Submissions for the 2025Coniston Prize will be open between June 1 and August 1, 2025. The Judge will be announced before submissions open.

About

The Coniston Prize is an annual award that recognizes an exceptional group of poems by a woman writing in English. Any poet who identifies as a woman is eligible.

Past Winners & Judges

2024: Nina C. Pelaez, selected by January Gill O’Neill;

2023: Adrie Rose, selected by Ellen Bass;

2022: Amy Miller, selected by Dorianne Laux;

2021: Grace MacNair, selected by Yona Harvey;

2020: Laura Villareal, selected by Ada Limón;

2019: Quinn Lewis, selected by Kim Addonizio;

2018: Erin Malone, selected by Martha Rhodes;

2017: Emily Viggiano Saland, selected by Dorothea Lasky;

2016: Sarah Ann Winn, selected by Gabrielle Calvocoressi;

2015: Alexandra Lytton Regalado, selected by Lynn Emanuel;

2014: Flower Conroy, selected by Mary Biddinger

2025 Judge: Diane Seuss

We are thrilled to share that esteemed poet Diane Seuss will judge the 2025 Coniston Prize.

Diane Seuss’s sixth collection is Modern Poetry (Graywolf Press 2024), a finalist for the National Book Award. frank: sonnets (Graywolf Press 2021) was the winner of the National Book Critics Circle Award, the Los Angeles Times Book Prize, and the Pulitzer Prize. Four-Legged Girl (Graywolf Press 2015) was a finalist for the Pulitzer Prize. She received a 2020 Guggenheim Fellowship, and the 2021 John Updike Award from the American Academy of Arts and Letters. Seuss is a chancellor for the Academy of American Poets. She was Writer in Residence in the English Department of Kalamazoo College for many years, and was also a visiting professor at Colorado College, Washington University in St. Louis, and the Helen Zell Writers Program at the University of Michigan. She was raised by a single mother in rural Michigan, which she continues to call home.

* _Dataset entries_:
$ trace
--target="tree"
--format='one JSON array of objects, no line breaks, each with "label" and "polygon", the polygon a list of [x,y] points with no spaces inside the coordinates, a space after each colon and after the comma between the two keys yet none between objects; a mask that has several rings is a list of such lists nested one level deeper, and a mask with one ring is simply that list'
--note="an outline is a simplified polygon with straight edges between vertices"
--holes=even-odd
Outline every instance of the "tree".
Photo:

* * *

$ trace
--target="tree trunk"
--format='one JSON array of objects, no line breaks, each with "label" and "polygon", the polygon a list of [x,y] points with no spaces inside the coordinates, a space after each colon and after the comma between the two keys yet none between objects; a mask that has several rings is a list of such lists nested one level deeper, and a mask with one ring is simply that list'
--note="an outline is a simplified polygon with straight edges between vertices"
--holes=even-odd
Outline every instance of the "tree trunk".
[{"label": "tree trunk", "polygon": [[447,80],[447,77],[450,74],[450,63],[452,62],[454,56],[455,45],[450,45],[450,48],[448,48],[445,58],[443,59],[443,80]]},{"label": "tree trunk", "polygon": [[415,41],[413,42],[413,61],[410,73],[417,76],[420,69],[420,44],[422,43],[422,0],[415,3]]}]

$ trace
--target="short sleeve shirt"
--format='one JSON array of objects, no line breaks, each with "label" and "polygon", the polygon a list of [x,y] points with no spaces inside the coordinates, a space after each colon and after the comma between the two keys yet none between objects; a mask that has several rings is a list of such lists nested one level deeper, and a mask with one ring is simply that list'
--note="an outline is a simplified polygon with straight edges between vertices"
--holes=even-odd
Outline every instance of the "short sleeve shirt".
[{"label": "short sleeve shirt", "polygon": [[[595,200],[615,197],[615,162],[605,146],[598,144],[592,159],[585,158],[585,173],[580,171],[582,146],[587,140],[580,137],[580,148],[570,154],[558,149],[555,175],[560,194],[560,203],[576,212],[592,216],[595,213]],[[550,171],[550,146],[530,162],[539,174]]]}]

* _Exercise set_:
**A.** Retype the Coniston Prize page word for word from "2018: Erin Malone, selected" to "2025 Coniston Prize.".
**B.** Extend the Coniston Prize page, beginning immediately after its final sentence.

* _Exercise results_:
**A.**
2018: Erin Malone, selected by Martha Rhodes;

2017: Emily Viggiano Saland, selected by Dorothea Lasky;

2016: Sarah Ann Winn, selected by Gabrielle Calvocoressi;

2015: Alexandra Lytton Regalado, selected by Lynn Emanuel;

2014: Flower Conroy, selected by Mary Biddinger

2025 Judge: Diane Seuss

We are thrilled to share that esteemed poet Diane Seuss will judge the 2025 Coniston Prize.

**B.**
Guidelines

The winner of the Coniston Prize will receive $1,000, and up to 10 finalists will also be awarded $175. The winner and all finalists’ poems will be featured in the October Coniston Prize Issue.

Submissions are open June 1 - August 1. (Submissions will close at 11:59 PM ET on August 1.) We notify all entrants before October 1. The entry fee is $20. 

*BIPOC poets submit free during our special submission window June 1 - June 8. If you wish to take advantage of this opportunity, please submit through the "BIPOC Poets" option in Submittable before June 8. After that time, paid submissions will continue to be open to all eligible poets. *

Submit 3-5 previously unpublished poems, totaling no more than 10 pages, in a single document through our submissions manager. You may include a cover letter and brief bio in the comments box. Multiple submissions are acceptable with additional reading fee.

This award recognizes an exceptional group of poems. We therefore suggest that you submit poems that are intentionally cohesive in some way, whether connected by subject matter, theme, voice, style, or imagery.

Please remove all identifying information from the poems themselves. All contest submissions will be read anonymously.

Simultaneous submissions are acceptable, but we cannot refund contest fees if you have to withdraw all or part of your submission. Multiple entries are acceptable with an additional fee.  

Eligibility

The Coniston Prize is awarded to women poets. Any poet who identifies as a woman is eligible.

If you know the editors or our judge personally, you should not submit your work. This includes current or former students of the editors or the judge. If such a relationship is identified, your entry will be disqualified. If you are unsure whether your relationship would make you ineligible, query us: radarpoetry (at) gmail (dot) com.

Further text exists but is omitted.